**PROBLEM DETAILS:**
Rewrite the records starting at the line containing "Mark the region of every instance of the **television" and ending at the line containing "1099], [408, 1176]]", replacing "sample" with "example" and leaving everything else unchanged. Return only those lines.

[Records taken from an annotation dataset]
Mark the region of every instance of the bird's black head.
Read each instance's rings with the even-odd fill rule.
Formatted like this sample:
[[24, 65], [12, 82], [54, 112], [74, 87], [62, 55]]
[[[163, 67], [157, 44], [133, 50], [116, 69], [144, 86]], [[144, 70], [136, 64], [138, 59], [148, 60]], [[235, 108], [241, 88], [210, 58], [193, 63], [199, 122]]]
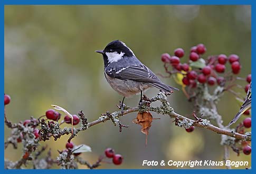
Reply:
[[103, 50], [98, 50], [95, 52], [102, 54], [105, 66], [109, 63], [117, 62], [125, 57], [135, 56], [131, 50], [119, 40], [110, 42]]

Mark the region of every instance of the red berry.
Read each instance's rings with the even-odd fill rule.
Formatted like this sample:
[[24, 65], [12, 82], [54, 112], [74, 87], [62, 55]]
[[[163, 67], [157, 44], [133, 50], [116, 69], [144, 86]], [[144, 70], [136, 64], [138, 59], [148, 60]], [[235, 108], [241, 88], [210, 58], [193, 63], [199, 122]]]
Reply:
[[245, 85], [245, 87], [244, 87], [244, 91], [245, 91], [246, 93], [248, 91], [249, 89], [250, 88], [250, 84], [248, 84]]
[[244, 119], [243, 121], [243, 125], [246, 128], [250, 128], [252, 126], [252, 120], [250, 117]]
[[210, 85], [213, 85], [216, 83], [216, 79], [214, 77], [209, 77], [207, 80], [208, 84]]
[[212, 68], [209, 66], [204, 66], [202, 70], [202, 72], [205, 75], [207, 75], [211, 74], [212, 72]]
[[17, 139], [17, 142], [21, 142], [22, 141], [22, 139], [23, 139], [23, 136], [22, 135], [22, 133], [20, 133], [20, 137], [18, 137]]
[[196, 84], [196, 82], [195, 80], [189, 80], [189, 83], [192, 88], [196, 88], [197, 84]]
[[247, 77], [246, 78], [246, 81], [249, 83], [251, 83], [252, 81], [252, 74], [250, 74], [247, 75]]
[[227, 59], [226, 58], [226, 55], [225, 55], [225, 54], [220, 54], [218, 56], [219, 63], [224, 65], [226, 63], [227, 60]]
[[202, 54], [206, 51], [206, 48], [204, 44], [200, 44], [196, 46], [196, 51], [199, 54]]
[[35, 139], [37, 139], [37, 138], [39, 137], [39, 134], [38, 133], [39, 132], [39, 130], [37, 129], [34, 130], [33, 133], [34, 133], [34, 134], [35, 135]]
[[115, 156], [115, 151], [111, 148], [107, 148], [105, 150], [105, 154], [108, 158], [113, 158]]
[[170, 62], [173, 66], [175, 66], [179, 63], [179, 59], [176, 56], [172, 56], [170, 57]]
[[218, 63], [215, 66], [215, 70], [219, 73], [223, 73], [225, 71], [226, 67], [224, 65]]
[[181, 63], [179, 63], [177, 65], [175, 66], [174, 67], [178, 71], [181, 71], [182, 69], [182, 65]]
[[53, 109], [49, 109], [45, 112], [45, 115], [48, 119], [58, 121], [60, 118], [60, 113]]
[[161, 60], [163, 62], [170, 62], [170, 56], [168, 53], [164, 53], [161, 55]]
[[206, 77], [203, 74], [199, 74], [197, 80], [199, 83], [204, 83], [206, 82]]
[[250, 115], [250, 111], [249, 111], [249, 110], [246, 110], [245, 111], [244, 111], [244, 113], [243, 113], [243, 114], [244, 114], [244, 115]]
[[191, 52], [189, 55], [189, 59], [193, 62], [196, 61], [199, 59], [199, 55], [195, 52]]
[[182, 79], [182, 82], [184, 84], [187, 86], [189, 85], [190, 84], [189, 80], [186, 77], [183, 78], [183, 79]]
[[4, 94], [4, 105], [10, 103], [11, 101], [11, 97], [7, 94]]
[[189, 70], [189, 65], [186, 63], [183, 63], [182, 65], [182, 69], [183, 71], [188, 71]]
[[68, 124], [71, 123], [71, 118], [70, 118], [69, 116], [66, 115], [64, 117], [64, 121]]
[[66, 148], [67, 149], [73, 149], [73, 148], [74, 147], [74, 144], [72, 142], [70, 142], [70, 143], [69, 142], [67, 142], [66, 143]]
[[77, 125], [79, 123], [80, 120], [77, 115], [73, 115], [73, 125]]
[[250, 146], [245, 146], [243, 149], [243, 152], [245, 154], [250, 154], [252, 151], [252, 148]]
[[195, 80], [197, 77], [197, 73], [195, 71], [191, 71], [187, 73], [187, 76], [188, 79]]
[[174, 50], [174, 55], [178, 57], [181, 58], [184, 55], [184, 51], [182, 49], [177, 49]]
[[229, 60], [232, 64], [233, 62], [239, 61], [239, 57], [236, 54], [231, 54], [229, 56]]
[[195, 127], [192, 126], [191, 127], [189, 128], [186, 128], [185, 129], [186, 129], [186, 131], [187, 131], [187, 132], [193, 132], [195, 129]]
[[190, 52], [194, 52], [197, 53], [197, 51], [196, 50], [197, 48], [197, 47], [196, 46], [192, 46], [191, 49], [190, 49]]
[[75, 156], [78, 156], [80, 154], [81, 154], [81, 153], [73, 153], [73, 154]]
[[54, 126], [55, 125], [55, 122], [54, 121], [51, 121], [48, 122], [48, 126], [51, 127], [52, 126]]
[[22, 142], [22, 140], [21, 138], [18, 138], [17, 139], [17, 142]]
[[219, 76], [217, 78], [217, 83], [219, 85], [222, 85], [225, 79], [223, 77]]
[[119, 165], [122, 163], [123, 158], [121, 154], [117, 154], [113, 157], [113, 163], [116, 165]]
[[237, 74], [239, 73], [241, 69], [240, 64], [239, 62], [234, 62], [231, 64], [231, 68], [233, 73], [235, 74]]

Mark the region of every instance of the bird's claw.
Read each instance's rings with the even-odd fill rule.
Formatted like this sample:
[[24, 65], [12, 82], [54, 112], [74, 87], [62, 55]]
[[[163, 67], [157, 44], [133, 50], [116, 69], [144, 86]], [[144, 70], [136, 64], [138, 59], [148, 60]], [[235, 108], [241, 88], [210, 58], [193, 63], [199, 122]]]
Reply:
[[124, 111], [125, 110], [125, 108], [126, 107], [126, 105], [124, 103], [119, 101], [119, 105], [117, 105], [117, 107], [119, 109], [121, 110], [121, 113], [122, 115], [124, 114]]

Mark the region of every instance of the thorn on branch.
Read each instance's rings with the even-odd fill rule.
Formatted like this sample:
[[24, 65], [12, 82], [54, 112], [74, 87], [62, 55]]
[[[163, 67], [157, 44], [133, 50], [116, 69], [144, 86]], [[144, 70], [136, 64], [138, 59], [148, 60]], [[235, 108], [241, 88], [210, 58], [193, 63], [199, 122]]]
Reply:
[[121, 132], [122, 131], [122, 127], [125, 127], [125, 128], [129, 128], [129, 125], [126, 125], [122, 124], [121, 123], [119, 123], [119, 132]]
[[[196, 116], [196, 115], [195, 114], [195, 111], [194, 111], [193, 112], [192, 115], [193, 115], [193, 117], [194, 117], [194, 118], [196, 120], [195, 122], [199, 123], [199, 122], [201, 122], [203, 121], [203, 120], [202, 119], [202, 118], [201, 117], [200, 117], [200, 118], [198, 118], [197, 116]], [[201, 115], [201, 116], [202, 115]]]

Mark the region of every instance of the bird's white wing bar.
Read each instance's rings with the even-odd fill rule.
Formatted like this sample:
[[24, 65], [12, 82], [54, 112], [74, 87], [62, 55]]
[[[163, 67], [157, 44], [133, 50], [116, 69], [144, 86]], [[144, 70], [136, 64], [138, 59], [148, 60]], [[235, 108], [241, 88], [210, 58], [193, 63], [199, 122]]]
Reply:
[[159, 83], [160, 82], [156, 75], [143, 64], [132, 65], [117, 71], [117, 70], [112, 70], [111, 73], [107, 71], [106, 73], [112, 78], [123, 80], [129, 79], [149, 83]]

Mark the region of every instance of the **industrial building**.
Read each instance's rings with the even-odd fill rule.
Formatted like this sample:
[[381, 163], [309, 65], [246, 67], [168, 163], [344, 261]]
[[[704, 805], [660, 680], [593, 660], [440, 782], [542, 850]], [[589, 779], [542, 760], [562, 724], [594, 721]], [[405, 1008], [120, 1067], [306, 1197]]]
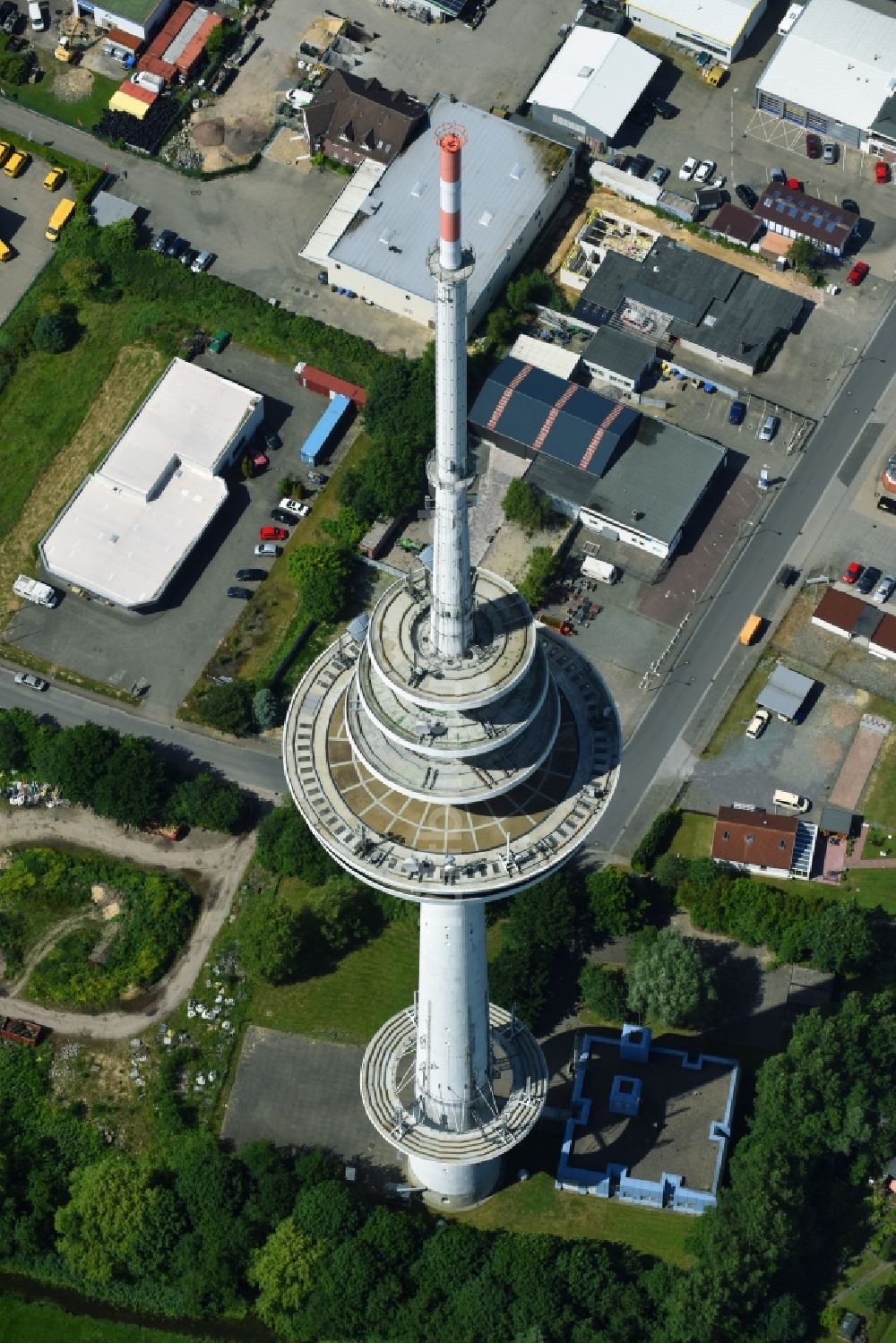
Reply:
[[811, 874], [818, 826], [799, 817], [779, 817], [762, 807], [719, 807], [711, 855], [716, 862], [763, 877]]
[[[469, 285], [467, 334], [480, 325], [504, 285], [563, 200], [572, 152], [524, 126], [467, 103], [439, 97], [430, 125], [451, 122], [469, 138], [465, 161], [465, 243], [476, 255]], [[384, 171], [365, 163], [333, 204], [302, 255], [325, 265], [329, 282], [422, 326], [435, 325], [427, 270], [438, 176], [427, 134]]]
[[[587, 842], [615, 786], [621, 732], [591, 663], [539, 626], [509, 582], [470, 565], [467, 148], [454, 120], [437, 137], [438, 158], [418, 141], [438, 176], [427, 168], [433, 189], [414, 215], [423, 243], [439, 228], [427, 250], [433, 549], [305, 673], [283, 725], [283, 770], [326, 851], [419, 905], [419, 987], [367, 1046], [361, 1100], [410, 1180], [446, 1209], [492, 1193], [548, 1089], [537, 1039], [512, 1006], [489, 1001], [485, 904], [557, 872]], [[470, 150], [476, 177], [473, 138]]]
[[528, 458], [527, 479], [559, 512], [661, 560], [725, 463], [717, 443], [509, 357], [469, 424], [480, 441]]
[[647, 1026], [576, 1035], [555, 1187], [693, 1215], [715, 1207], [739, 1076], [732, 1058], [654, 1045]]
[[367, 158], [390, 164], [426, 121], [426, 107], [403, 89], [334, 70], [302, 110], [313, 154], [357, 168]]
[[154, 606], [227, 500], [223, 473], [263, 399], [175, 359], [40, 543], [48, 573], [113, 606]]
[[118, 28], [146, 42], [163, 26], [175, 0], [120, 0], [118, 4], [94, 4], [93, 0], [71, 0], [77, 19], [89, 19], [98, 28]]
[[660, 66], [618, 34], [576, 26], [529, 94], [532, 122], [603, 153]]
[[763, 187], [752, 214], [770, 232], [805, 238], [830, 257], [844, 255], [858, 227], [858, 215], [853, 211], [779, 181]]
[[888, 0], [809, 0], [756, 81], [755, 105], [852, 149], [896, 154], [896, 15]]
[[797, 294], [657, 238], [643, 261], [609, 252], [574, 316], [595, 329], [621, 322], [654, 344], [674, 345], [676, 353], [693, 351], [750, 375], [802, 310]]
[[766, 0], [626, 0], [626, 13], [645, 32], [656, 32], [689, 51], [705, 51], [729, 66], [766, 12]]

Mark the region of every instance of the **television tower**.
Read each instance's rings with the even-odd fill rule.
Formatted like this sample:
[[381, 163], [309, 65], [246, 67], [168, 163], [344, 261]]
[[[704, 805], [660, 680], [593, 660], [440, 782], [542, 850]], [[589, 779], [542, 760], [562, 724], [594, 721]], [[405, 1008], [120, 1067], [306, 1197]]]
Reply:
[[463, 1206], [547, 1096], [536, 1038], [489, 1002], [485, 904], [580, 849], [615, 786], [615, 706], [596, 670], [539, 626], [510, 583], [470, 568], [466, 132], [435, 132], [434, 553], [309, 669], [283, 727], [293, 799], [348, 872], [420, 908], [419, 987], [369, 1042], [361, 1099], [408, 1176]]

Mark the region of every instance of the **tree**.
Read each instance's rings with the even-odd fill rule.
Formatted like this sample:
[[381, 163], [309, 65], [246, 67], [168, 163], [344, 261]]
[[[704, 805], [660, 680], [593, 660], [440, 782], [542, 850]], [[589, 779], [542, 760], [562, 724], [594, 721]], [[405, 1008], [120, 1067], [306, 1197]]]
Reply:
[[200, 830], [234, 834], [243, 815], [243, 798], [235, 783], [197, 774], [183, 779], [171, 795], [167, 818]]
[[62, 313], [43, 313], [34, 324], [34, 348], [44, 355], [62, 355], [73, 344], [74, 330]]
[[258, 1288], [255, 1313], [277, 1334], [294, 1336], [296, 1316], [314, 1285], [322, 1246], [292, 1217], [253, 1254], [247, 1279]]
[[308, 941], [308, 921], [273, 890], [251, 896], [239, 923], [239, 954], [251, 975], [269, 984], [296, 976]]
[[807, 238], [794, 238], [787, 248], [787, 261], [803, 275], [811, 275], [818, 269], [821, 258], [822, 252]]
[[351, 560], [325, 543], [302, 545], [289, 556], [290, 577], [312, 620], [334, 620], [345, 606]]
[[71, 1174], [71, 1198], [55, 1217], [58, 1249], [69, 1269], [90, 1283], [126, 1272], [153, 1202], [146, 1170], [114, 1152]]
[[244, 737], [253, 731], [253, 688], [246, 681], [218, 682], [199, 701], [203, 723]]
[[508, 485], [501, 508], [510, 522], [519, 522], [531, 532], [545, 528], [553, 514], [551, 500], [544, 490], [519, 477]]
[[880, 940], [876, 916], [856, 900], [832, 900], [805, 929], [805, 940], [817, 970], [857, 975], [875, 963]]
[[63, 262], [62, 279], [66, 289], [82, 298], [99, 285], [102, 270], [91, 257], [71, 257]]
[[646, 928], [633, 939], [629, 1007], [650, 1021], [684, 1026], [700, 1021], [715, 1002], [715, 975], [693, 941], [674, 928]]
[[274, 807], [265, 817], [258, 827], [255, 855], [278, 877], [301, 877], [310, 886], [318, 886], [343, 872], [320, 846], [292, 802]]
[[582, 1006], [600, 1021], [625, 1021], [627, 983], [625, 970], [586, 966], [579, 975]]
[[609, 864], [599, 872], [590, 872], [584, 885], [598, 936], [625, 937], [643, 924], [647, 901], [637, 878], [625, 868]]
[[261, 690], [255, 690], [253, 698], [253, 717], [259, 728], [275, 728], [279, 723], [279, 704], [277, 702], [277, 696], [267, 686], [262, 686]]

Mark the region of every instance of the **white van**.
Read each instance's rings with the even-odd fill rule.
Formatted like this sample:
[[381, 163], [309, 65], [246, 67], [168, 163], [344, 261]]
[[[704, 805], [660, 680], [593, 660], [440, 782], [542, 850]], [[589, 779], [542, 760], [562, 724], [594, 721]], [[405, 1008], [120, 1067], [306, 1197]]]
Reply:
[[801, 798], [798, 792], [787, 792], [786, 788], [775, 788], [771, 799], [776, 807], [787, 807], [789, 811], [809, 811], [811, 802]]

**COMPLETE OUTPUT:**
Mark the region of every instance of the **television tower**.
Read each instance's rings with the even-odd fill rule.
Formatted like this example:
[[381, 163], [309, 65], [246, 67], [168, 163], [344, 261]]
[[[704, 805], [660, 680], [593, 660], [440, 782], [542, 850]], [[589, 779], [542, 760], [562, 724], [594, 721]], [[405, 1008], [120, 1067], [306, 1197]]]
Reply:
[[463, 1206], [547, 1096], [536, 1038], [489, 1002], [485, 904], [580, 849], [615, 786], [615, 706], [596, 670], [539, 626], [510, 583], [470, 568], [466, 132], [435, 132], [434, 553], [309, 669], [283, 727], [293, 799], [348, 872], [420, 908], [419, 987], [369, 1042], [361, 1099], [408, 1176]]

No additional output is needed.